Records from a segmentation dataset

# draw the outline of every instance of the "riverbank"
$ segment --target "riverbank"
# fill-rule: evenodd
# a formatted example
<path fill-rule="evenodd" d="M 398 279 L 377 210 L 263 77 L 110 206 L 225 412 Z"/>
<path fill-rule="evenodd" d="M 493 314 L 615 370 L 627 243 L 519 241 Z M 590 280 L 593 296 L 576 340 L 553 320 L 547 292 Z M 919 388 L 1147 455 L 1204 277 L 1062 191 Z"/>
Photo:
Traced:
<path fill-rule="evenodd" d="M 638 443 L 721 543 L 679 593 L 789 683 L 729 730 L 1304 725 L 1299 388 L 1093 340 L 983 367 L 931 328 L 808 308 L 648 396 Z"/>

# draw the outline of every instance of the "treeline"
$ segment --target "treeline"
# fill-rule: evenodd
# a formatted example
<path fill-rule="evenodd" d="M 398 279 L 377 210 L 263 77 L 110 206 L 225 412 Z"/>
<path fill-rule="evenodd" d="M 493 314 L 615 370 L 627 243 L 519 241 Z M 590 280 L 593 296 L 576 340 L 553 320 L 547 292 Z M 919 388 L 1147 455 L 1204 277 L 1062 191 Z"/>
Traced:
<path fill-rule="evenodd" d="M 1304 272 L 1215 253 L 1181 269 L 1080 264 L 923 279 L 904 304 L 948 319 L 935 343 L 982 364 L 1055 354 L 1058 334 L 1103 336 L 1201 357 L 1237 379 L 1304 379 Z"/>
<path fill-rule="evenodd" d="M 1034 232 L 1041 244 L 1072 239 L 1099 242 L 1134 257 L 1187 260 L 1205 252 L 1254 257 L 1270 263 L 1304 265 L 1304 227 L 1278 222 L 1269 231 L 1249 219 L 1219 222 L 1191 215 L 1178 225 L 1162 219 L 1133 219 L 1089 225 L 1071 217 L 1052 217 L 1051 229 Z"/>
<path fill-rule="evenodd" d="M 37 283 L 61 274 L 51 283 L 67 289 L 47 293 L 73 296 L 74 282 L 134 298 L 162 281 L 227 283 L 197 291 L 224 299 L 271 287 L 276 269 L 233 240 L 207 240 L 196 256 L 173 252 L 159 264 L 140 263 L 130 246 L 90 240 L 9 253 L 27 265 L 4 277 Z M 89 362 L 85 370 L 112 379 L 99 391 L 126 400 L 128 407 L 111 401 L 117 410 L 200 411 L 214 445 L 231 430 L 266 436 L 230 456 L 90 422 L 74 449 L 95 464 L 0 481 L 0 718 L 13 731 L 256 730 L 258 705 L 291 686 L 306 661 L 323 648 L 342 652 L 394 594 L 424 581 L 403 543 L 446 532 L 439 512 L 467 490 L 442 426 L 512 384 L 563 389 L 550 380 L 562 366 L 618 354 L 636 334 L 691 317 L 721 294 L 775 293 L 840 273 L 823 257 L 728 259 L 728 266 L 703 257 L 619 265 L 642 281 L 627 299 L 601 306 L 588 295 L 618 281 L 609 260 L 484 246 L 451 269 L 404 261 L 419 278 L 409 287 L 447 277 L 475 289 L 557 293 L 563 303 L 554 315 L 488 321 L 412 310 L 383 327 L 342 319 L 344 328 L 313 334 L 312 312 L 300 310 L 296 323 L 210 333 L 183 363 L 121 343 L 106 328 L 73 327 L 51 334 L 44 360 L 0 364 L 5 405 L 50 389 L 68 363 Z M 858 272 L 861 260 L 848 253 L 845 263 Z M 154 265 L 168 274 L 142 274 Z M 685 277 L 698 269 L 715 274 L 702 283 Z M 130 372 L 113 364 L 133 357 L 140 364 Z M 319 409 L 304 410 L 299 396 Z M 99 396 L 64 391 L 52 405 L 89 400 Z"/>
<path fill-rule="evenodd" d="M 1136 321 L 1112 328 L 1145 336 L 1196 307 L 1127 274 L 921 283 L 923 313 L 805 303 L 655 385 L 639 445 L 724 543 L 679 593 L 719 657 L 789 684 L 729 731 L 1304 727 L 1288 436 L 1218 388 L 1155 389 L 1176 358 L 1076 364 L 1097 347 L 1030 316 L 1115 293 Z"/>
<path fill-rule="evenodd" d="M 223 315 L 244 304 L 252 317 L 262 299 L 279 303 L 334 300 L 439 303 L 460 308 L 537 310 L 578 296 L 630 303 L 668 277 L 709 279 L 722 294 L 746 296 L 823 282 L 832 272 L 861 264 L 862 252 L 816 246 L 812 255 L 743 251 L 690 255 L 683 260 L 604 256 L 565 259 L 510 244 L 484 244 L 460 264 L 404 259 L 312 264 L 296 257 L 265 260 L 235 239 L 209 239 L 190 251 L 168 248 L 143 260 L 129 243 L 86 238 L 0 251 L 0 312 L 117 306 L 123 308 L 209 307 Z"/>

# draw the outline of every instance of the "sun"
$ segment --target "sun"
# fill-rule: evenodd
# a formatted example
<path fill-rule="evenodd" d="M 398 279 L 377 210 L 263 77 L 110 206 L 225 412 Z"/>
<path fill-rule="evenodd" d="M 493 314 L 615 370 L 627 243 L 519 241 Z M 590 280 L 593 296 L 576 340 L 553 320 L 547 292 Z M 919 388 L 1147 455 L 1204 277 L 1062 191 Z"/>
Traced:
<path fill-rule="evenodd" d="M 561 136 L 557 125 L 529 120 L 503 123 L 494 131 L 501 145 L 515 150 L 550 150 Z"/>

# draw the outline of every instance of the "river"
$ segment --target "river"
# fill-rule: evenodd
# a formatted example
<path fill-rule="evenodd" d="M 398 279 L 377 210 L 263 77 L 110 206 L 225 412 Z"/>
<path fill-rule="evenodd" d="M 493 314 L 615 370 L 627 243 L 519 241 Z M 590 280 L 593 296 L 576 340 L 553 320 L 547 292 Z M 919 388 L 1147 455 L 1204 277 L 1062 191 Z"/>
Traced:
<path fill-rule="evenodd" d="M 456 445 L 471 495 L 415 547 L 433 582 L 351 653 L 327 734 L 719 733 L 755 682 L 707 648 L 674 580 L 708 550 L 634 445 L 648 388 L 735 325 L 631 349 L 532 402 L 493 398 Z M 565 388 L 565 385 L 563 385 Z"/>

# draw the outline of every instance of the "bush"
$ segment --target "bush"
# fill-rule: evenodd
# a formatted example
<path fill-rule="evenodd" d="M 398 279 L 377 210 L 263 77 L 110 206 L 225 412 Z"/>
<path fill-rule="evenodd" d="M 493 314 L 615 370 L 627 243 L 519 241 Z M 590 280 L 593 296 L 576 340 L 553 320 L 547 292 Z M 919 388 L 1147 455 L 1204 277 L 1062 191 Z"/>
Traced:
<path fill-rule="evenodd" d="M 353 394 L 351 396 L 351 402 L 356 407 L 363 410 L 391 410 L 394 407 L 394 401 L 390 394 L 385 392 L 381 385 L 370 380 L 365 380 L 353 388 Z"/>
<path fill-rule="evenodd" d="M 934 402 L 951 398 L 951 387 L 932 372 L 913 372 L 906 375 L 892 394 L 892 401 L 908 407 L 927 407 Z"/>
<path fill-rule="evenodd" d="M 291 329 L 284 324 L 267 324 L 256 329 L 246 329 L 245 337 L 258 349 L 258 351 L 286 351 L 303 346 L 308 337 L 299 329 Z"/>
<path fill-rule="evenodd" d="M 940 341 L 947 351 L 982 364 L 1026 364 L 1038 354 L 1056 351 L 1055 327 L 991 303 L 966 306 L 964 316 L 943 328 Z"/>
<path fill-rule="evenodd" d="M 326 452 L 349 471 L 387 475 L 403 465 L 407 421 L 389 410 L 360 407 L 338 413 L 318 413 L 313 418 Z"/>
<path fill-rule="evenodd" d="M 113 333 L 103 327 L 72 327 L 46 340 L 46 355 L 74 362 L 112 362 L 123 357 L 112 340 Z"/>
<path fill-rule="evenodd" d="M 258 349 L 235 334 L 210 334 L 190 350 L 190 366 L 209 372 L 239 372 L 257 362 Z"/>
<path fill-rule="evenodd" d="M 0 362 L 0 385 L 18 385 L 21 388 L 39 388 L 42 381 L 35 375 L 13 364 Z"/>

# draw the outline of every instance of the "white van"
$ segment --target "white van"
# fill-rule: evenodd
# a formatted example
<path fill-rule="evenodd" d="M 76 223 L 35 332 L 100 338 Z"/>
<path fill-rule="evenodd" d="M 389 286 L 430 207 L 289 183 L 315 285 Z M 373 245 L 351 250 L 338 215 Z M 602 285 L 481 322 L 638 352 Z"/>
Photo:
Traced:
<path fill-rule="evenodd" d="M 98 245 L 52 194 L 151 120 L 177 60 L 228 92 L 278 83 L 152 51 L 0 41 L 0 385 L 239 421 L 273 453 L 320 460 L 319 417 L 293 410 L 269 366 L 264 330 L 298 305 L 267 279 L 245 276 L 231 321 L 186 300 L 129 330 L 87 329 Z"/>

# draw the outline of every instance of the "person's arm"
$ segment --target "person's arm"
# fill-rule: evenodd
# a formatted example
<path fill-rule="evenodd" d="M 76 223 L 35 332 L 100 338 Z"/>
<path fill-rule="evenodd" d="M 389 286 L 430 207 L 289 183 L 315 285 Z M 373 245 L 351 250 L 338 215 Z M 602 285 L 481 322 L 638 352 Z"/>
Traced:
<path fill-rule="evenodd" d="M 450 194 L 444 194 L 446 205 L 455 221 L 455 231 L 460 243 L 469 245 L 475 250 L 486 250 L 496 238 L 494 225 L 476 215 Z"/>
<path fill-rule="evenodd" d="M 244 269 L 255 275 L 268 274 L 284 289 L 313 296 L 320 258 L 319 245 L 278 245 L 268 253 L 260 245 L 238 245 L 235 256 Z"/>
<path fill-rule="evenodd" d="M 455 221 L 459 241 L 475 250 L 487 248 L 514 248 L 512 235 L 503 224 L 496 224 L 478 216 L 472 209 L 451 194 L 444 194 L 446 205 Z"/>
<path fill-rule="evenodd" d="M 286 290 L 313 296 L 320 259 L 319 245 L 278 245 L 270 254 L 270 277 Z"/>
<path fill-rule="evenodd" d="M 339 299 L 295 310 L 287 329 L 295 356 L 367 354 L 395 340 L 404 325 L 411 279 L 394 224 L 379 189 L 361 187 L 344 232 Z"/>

Exercise goal
Transcribe the listing without any changes, starting at its first line and ending at the line that contains "638 443 L 721", with both of those lines included.

Output for this task
# draw the outline of every instance of the "riverbank"
$ segment --target "riverbank"
# fill-rule: evenodd
# a formatted example
<path fill-rule="evenodd" d="M 398 279 L 377 210 L 263 77 L 110 206 L 225 412 Z"/>
<path fill-rule="evenodd" d="M 493 314 L 615 370 L 627 243 L 519 241 Z M 590 280 L 593 296 L 576 340 L 553 320 L 547 292 Z M 919 388 L 1147 455 L 1204 277 L 1062 191 Z"/>
Photo:
Traced:
<path fill-rule="evenodd" d="M 638 443 L 721 543 L 679 593 L 789 683 L 729 730 L 1304 725 L 1299 388 L 1093 340 L 983 367 L 931 328 L 808 308 L 648 396 Z"/>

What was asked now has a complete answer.